(Data section):
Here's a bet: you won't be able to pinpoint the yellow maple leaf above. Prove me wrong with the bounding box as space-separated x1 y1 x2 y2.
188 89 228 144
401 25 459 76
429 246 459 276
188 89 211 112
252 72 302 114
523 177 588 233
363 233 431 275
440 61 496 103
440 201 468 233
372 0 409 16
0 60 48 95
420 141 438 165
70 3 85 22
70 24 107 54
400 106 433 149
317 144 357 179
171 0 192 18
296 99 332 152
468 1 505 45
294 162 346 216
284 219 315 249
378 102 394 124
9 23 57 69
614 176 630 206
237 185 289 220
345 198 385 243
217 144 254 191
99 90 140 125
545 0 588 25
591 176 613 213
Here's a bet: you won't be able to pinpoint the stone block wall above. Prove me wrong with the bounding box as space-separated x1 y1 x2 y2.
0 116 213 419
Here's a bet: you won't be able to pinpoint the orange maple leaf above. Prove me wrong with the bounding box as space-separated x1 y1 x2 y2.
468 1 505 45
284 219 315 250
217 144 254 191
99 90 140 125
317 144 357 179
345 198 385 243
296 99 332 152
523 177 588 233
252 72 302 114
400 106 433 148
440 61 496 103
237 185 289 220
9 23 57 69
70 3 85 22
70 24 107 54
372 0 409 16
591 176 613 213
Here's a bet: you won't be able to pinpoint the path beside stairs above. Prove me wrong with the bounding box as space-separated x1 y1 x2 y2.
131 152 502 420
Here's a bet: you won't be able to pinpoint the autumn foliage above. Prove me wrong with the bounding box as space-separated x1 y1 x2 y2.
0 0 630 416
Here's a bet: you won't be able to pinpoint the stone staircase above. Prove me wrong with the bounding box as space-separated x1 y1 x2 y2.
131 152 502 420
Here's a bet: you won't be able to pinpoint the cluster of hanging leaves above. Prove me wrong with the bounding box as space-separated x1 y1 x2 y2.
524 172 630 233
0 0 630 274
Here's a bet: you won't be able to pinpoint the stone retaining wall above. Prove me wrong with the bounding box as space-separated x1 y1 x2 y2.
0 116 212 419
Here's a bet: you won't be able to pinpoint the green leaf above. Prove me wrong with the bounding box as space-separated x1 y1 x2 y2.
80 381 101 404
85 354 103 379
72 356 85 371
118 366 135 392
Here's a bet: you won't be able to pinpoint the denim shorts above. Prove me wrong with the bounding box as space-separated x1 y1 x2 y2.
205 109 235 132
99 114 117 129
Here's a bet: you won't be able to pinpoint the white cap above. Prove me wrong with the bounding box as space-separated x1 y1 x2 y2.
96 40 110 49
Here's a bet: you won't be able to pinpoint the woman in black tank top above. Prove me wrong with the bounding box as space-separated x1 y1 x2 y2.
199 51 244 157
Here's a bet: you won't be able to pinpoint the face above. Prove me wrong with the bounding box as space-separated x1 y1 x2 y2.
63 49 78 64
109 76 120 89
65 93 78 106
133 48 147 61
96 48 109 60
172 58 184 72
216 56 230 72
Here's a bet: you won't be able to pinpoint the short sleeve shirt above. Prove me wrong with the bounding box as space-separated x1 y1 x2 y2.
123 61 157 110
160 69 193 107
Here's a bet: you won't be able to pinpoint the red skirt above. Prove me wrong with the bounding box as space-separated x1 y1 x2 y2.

(Set problem): Rewrite the listing above, replacing each occurrence of "pinpoint" with "locate" and leaving everything else untouched.

(Correct result):
Here's a bet: you won't be able to locate the yellow maple leaf above. Prove me wrong with the bounding box as space-separated x1 y1 x2 y2.
188 89 228 144
401 25 459 76
429 246 459 276
188 89 211 112
252 72 302 114
523 177 588 233
363 233 431 275
440 61 496 103
440 201 468 233
372 0 409 16
0 60 48 95
420 141 438 165
70 3 85 22
70 24 107 54
400 106 433 149
317 144 357 179
171 0 192 18
296 99 332 152
468 1 505 45
294 162 346 216
284 219 315 249
378 102 394 124
9 23 57 69
614 176 630 206
237 185 289 220
345 198 385 243
217 144 254 191
99 90 140 125
545 0 588 25
591 176 613 213
Here's a bet: you won't be able to locate the stone block wall above. Prove me wrong with the bounding box as space-separated x1 y1 x2 y2.
0 116 213 419
Here's a bet: you won't be able to locate the orange maple leaf above. Prove me wrong with the bounding box as space-separated x1 y1 x2 y2.
468 1 505 45
284 219 315 250
217 144 254 191
99 90 140 125
317 144 357 179
345 198 385 243
296 99 332 152
523 177 588 233
252 72 302 114
400 106 433 148
440 61 496 103
237 185 289 220
9 23 57 69
70 3 85 22
70 24 107 54
372 0 409 16
591 176 613 213
Here's a bet: you won't be able to locate the path beside stairs above. Prove me wrong with the bounding box as space-separated x1 y1 x2 y2.
131 152 502 420
Here's a bet: you won't be able to locate the autumn foliage above. Prove me wrong with the bounding box as space-separated x1 y1 x2 y2.
0 0 630 416
Here's a bet: you won't be able to locate the stone staircase above. Prove me wrong with the bounding box as space-separated x1 y1 x2 y2.
131 152 502 420
Here's a bet: you won't be able to locate the cluster of hanging leaves above. Prove me wrong with the bounding box as space-separated x1 y1 x2 y2.
524 172 630 233
0 0 630 274
Here's a bet: you won't be able to locate the stone retaining wall above. Prove me wrong with the bounding box as space-separated x1 y1 x2 y2.
0 116 212 419
Here's a bet: you won't be able to locate the green leaf above. Prove me wrong with the bounding box as space-separated x1 y1 x2 y2.
80 381 101 404
85 354 103 379
72 356 85 371
118 366 135 392
Here's a bet: you won't be able to locate the denim shorts above. Prove me wrong with the bounding box as space-separated x1 y1 x2 y2.
205 109 235 132
99 114 117 129
Here's a bet: you won't be able to locate the white cap above. Prove me wrong with the bounding box as space-separated x1 y1 x2 y2.
96 40 110 49
Here's a bet: you won't be able to locate the woman in black tank top above. Prove me wrong with the bounding box as space-separated x1 y1 x2 y2.
199 51 244 157
Here's a bet: you won't be able to locate the face above. Prove me wrong with the bounding box as space-separated x1 y1 x2 y2.
63 49 78 64
109 76 120 89
65 93 78 106
133 48 147 61
96 48 109 60
172 58 184 72
216 56 230 72
Here's a bet: you won't be able to locate the short sleeve shirt above. Prove me wrong with the bounding box as space-separated x1 y1 x2 y2.
123 61 157 110
160 69 193 107
Here's a bet: you won't be able to locate the red skirt above. Prove me wrong with the bounding box as space-separated x1 y1 x2 y2.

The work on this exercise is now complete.